**DOCUMENT**
[BEGIN]
Sleights & Insights By John Carney
Review by Michael Close
By now, the name John Carney should be well known to you. He is an author, performer, sleight-of-hand virtuoso, actor, comedian, and Magic Castle multi-award winner. His material has been previously published in two books, Carneycopia by Stephen Minch and The Book of Secrets by John Carney. John has also written a small but valuable book on magic theory titled Magic by Design. All these books should be in your library. John has also offered material on DVDs and through streaming media.
It has been eighteen years since a big book of Carney magic has appeared, but the wait is over. Sleights and Insights is the type of book we expect from John Carney: commercial routines, fully worked out, accompanied with explanations of the reasons behind the decisions John made when constructing the routines. The reader, therefore, is provided with both the “how” and the “why.”
Understanding why certain decisions were made is the key to understanding how the creative process works. Most of time, these decisions are rooted in magic theory. It’s important to note that John has a particular approach to magic theory. He writes:
“‘Theory,’ if I may use that rather pretentious term, is useless unless the conclusions are drawn from practical experience. It should not be a rule, but a guide. I don’t want to be told what to think, or where to go, but it might be helpful to have a map of where someone has been, with clues and landmarks, so I can choose my own path, according to my own taste and needs.
“To grow, we need to challenge ourselves, and look for problems and discrepancies in our work. We need to spend as much (or maybe more) time thinking as we do practicing moves. Indeed, thinking should be part of our practice. Often, it is a revelation to magicians that they should think about their magic at all...Great sleight of hand doesn’t necessarily require raw, knuckle-busting skill. Technique is only one of our tools. Effective sleight of hand is more the result of a quality of thought, and the consideration we put into our routining...It is a process; not a single idea, but a chain forged of many small, subtle details.”
Developing a magic routine is an exercise in creative problem solving. Following along as John explains his process provides you the opportunity to internalize this information, and, perhaps, eventually utilize it when constructing your own routines. Even if you never add any of the routines in Sleights & Insights to your repertoire, you will have received value for your money.
When you get the book, you might want to jump ahead to the chapter “On the Shoulders of Giants” to get a feel for the magicians who have inspired John. There you will find some brief reminiscences of Charlie Miller, Al Flosso, Dai Vernon, Michael Skinner, Carl Ballentine, Johnny Thompson, and Ricky Jay. He summarizes this chapter with these words:
“One of the things all these magicians have in common is they didn’t follow trends of the day, doing the same material everyone else was doing. They studied what had been done in the past, so they could build on it. They had plenty of concepts and inspirations to inform their choices. They didn’t just ‘know secrets,’ they interpreted them in their own way. Theirs was not paint-by-number, plug-and-play, push-button magic. You can’t just click anywhere on the Internet and understand their real secrets.”
[END]
**Object point labels**
[BEGIN]
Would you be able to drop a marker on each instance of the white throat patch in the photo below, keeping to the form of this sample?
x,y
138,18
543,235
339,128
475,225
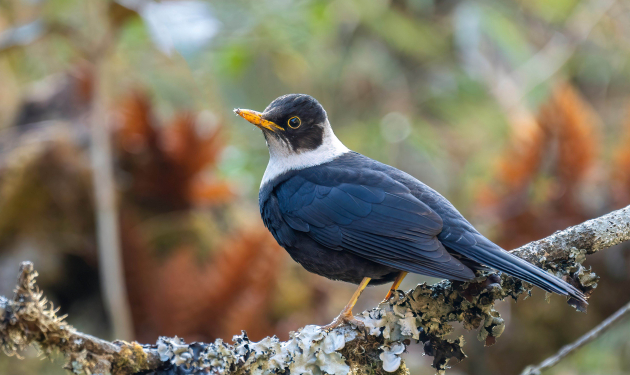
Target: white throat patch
x,y
283,159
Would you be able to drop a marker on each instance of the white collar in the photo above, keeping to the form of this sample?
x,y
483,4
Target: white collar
x,y
281,160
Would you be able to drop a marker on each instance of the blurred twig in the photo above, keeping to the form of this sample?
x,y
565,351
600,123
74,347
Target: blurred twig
x,y
583,340
108,233
422,314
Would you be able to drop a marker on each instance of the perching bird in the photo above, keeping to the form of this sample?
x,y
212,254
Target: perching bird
x,y
347,217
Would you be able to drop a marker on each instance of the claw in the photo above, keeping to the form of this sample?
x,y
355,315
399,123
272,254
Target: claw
x,y
343,319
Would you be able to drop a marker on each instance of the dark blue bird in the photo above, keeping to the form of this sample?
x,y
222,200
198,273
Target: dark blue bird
x,y
347,217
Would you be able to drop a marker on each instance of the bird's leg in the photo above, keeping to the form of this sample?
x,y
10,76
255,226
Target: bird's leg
x,y
346,316
395,285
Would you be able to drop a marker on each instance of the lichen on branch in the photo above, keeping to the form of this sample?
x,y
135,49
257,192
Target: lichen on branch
x,y
424,315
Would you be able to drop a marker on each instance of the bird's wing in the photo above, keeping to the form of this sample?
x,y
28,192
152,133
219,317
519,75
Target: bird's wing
x,y
368,213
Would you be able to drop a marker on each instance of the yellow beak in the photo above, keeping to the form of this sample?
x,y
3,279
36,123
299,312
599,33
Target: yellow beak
x,y
256,119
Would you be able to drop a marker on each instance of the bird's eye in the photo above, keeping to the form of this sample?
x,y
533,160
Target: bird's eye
x,y
294,122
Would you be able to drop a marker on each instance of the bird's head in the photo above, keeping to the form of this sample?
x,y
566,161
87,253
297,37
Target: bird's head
x,y
292,124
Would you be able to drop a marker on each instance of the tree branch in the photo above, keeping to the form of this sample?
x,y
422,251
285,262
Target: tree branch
x,y
423,314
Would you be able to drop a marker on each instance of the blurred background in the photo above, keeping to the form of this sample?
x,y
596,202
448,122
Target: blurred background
x,y
127,180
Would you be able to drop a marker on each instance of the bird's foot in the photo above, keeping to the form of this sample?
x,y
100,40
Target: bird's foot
x,y
345,318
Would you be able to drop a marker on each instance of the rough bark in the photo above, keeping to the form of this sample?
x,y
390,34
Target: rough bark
x,y
423,314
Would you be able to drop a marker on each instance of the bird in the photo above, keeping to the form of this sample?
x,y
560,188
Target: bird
x,y
347,217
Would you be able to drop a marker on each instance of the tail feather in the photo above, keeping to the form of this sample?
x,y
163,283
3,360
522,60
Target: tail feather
x,y
489,254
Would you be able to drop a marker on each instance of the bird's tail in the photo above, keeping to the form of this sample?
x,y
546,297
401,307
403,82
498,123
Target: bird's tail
x,y
491,255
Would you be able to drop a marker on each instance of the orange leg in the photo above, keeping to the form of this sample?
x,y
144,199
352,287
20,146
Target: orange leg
x,y
395,285
346,316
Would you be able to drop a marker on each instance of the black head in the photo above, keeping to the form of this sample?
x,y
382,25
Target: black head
x,y
295,121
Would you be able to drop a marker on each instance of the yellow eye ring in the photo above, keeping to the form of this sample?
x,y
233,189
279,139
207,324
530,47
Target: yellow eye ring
x,y
292,121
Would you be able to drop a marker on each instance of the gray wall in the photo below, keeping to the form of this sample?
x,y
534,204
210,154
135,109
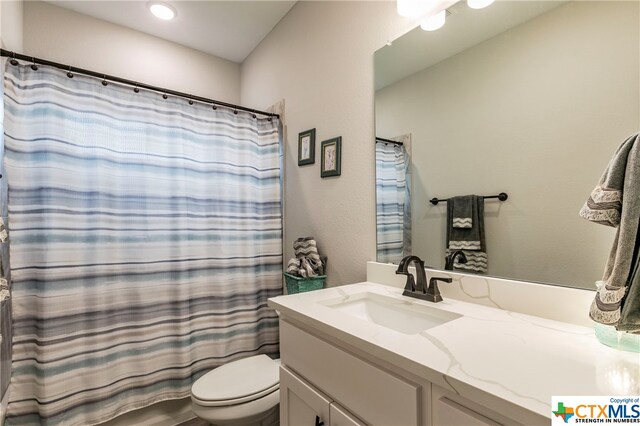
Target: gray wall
x,y
536,112
61,35
320,60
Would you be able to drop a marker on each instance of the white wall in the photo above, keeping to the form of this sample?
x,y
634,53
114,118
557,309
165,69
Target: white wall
x,y
319,58
536,112
11,25
64,36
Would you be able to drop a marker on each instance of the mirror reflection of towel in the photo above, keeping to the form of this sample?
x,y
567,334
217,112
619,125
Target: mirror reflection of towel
x,y
470,240
462,211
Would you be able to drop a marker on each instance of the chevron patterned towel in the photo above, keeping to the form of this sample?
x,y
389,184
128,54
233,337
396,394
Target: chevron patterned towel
x,y
470,239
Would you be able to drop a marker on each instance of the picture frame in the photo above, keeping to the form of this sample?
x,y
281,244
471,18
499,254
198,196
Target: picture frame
x,y
331,157
307,147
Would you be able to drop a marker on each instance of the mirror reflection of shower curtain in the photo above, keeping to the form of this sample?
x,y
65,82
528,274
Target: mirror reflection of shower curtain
x,y
146,238
393,202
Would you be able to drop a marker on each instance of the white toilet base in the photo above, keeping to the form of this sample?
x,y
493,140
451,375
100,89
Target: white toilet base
x,y
262,412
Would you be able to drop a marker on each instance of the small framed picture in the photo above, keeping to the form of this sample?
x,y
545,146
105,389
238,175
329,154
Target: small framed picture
x,y
307,147
330,157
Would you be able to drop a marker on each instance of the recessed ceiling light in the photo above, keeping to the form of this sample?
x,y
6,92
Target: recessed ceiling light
x,y
162,10
479,4
434,22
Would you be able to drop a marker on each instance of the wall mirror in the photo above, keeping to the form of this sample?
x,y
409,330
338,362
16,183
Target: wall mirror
x,y
524,97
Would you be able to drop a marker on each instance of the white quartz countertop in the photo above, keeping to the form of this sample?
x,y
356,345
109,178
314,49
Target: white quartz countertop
x,y
520,359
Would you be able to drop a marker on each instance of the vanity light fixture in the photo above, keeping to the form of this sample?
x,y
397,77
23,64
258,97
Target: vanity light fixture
x,y
162,10
434,22
479,4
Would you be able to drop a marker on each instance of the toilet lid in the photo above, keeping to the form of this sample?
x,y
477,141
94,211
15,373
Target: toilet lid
x,y
238,381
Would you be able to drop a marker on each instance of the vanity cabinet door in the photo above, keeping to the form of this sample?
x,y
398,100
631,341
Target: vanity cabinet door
x,y
341,417
301,404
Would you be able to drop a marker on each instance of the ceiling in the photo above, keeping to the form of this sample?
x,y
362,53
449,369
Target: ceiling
x,y
227,29
465,28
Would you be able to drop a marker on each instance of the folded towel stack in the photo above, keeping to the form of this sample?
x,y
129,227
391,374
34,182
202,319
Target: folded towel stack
x,y
307,262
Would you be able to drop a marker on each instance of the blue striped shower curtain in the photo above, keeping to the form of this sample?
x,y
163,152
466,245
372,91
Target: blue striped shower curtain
x,y
146,237
393,203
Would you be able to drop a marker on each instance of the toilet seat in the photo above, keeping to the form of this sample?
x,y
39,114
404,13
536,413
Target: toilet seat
x,y
237,382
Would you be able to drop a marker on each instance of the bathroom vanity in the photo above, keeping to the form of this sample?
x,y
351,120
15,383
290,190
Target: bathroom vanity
x,y
363,354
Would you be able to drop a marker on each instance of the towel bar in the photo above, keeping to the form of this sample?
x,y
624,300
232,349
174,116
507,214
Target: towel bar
x,y
501,196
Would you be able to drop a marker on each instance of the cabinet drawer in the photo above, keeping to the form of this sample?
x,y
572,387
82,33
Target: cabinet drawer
x,y
301,404
374,395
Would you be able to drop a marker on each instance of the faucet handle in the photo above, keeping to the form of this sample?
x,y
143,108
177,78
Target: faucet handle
x,y
411,283
434,280
433,292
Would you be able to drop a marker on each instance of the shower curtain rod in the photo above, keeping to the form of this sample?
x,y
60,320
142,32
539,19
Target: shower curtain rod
x,y
137,85
388,141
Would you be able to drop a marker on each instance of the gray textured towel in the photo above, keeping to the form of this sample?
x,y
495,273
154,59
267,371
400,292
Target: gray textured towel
x,y
470,240
616,202
462,211
307,262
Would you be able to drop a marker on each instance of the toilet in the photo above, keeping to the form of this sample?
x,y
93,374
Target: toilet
x,y
244,392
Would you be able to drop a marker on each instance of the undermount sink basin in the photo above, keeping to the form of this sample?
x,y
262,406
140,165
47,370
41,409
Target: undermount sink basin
x,y
391,313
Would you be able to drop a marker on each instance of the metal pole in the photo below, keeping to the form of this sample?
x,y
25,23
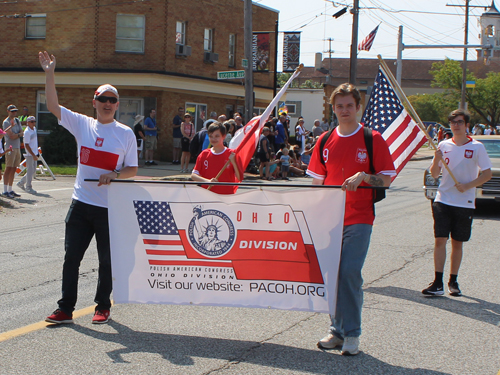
[END]
**WORK TO COMPLETE**
**1.** Write out the passage of the book review starting at "Understanding why certain" and ending at "taste and needs.".
**2.** Name the magicians whose reminiscences the book review says appear in the chapter "On the Shoulders of Giants."
**3.** Proceed with the book review from the point at which it stops.

**FINAL ANSWERS**
**1.**
Understanding why certain decisions were made is the key to understanding how the creative process works. Most of time, these decisions are rooted in magic theory. It’s important to note that John has a particular approach to magic theory. He writes:
“‘Theory,’ if I may use that rather pretentious term, is useless unless the conclusions are drawn from practical experience. It should not be a rule, but a guide. I don’t want to be told what to think, or where to go, but it might be helpful to have a map of where someone has been, with clues and landmarks, so I can choose my own path, according to my own taste and needs.

**2.** Charlie Miller, Al Flosso, Dai Vernon, Michael Skinner, Carl Ballentine, Johnny Thompson, and Ricky Jay

**3.**
As far as the magic routines go, Sleights & Insights begins with the chapter “Broken and Restored.” Two routines are covered, a flashy and dramatic torn-and-restored paper streamer effect (which will play effectively in a large room) and a torn-and-restored string routine cloaked with an ingenious (and for me brand new) presentation. This is a great, practical, commercial routine.
The chapter “Coins Behaving Badly” contains two routines. The first is a multi-phase routine involving a purse frame, a copper coin, and a silver coin. The coins are magically produced from the frame. The coins change places, jump from hand to hand, penetrate the performer’s pocket, and finally vanish when placed back into the purse frame. Between the Electrons is John’s handling for a classic effect in which a marked coin wrapped in a piece of paper vanishes, penetrating through a plate into a clear glass. This is a wonderful routine that can be done impromptu by simply gathering a few necessary supplies.
“Seeing Familiar Things in New Ways” covers John’s handling of the Silent Mora Balls in the Net and (surprisingly) John’s various handlings for the Vanishing Birdcage. John enjoys experimenting with prop magic, but he approaches it differently – as a sleight-of-hand performer. John has developed a variety of handlings for this venerable prop, many of which do not involve the use of a pull.
“Visual Card Magic” contains just that – three eye-popping card routines. The first, Four Gone, is a stand-up routine inspired by the work of Ross Bertram and Cliff Green. Four Aces are magically produced; they vanish one at a time, and then magically reappear in the magician’s pockets. Back Home is a lovely handling of Fred Kaps’s Homing Card, and Visual Assemblage is John’s take on the Jennings Open Travelers plot. Regarding this last trick, I have spent a lot of time thinking about this effect. John has come up with some really clever ideas that were absolutely new to me.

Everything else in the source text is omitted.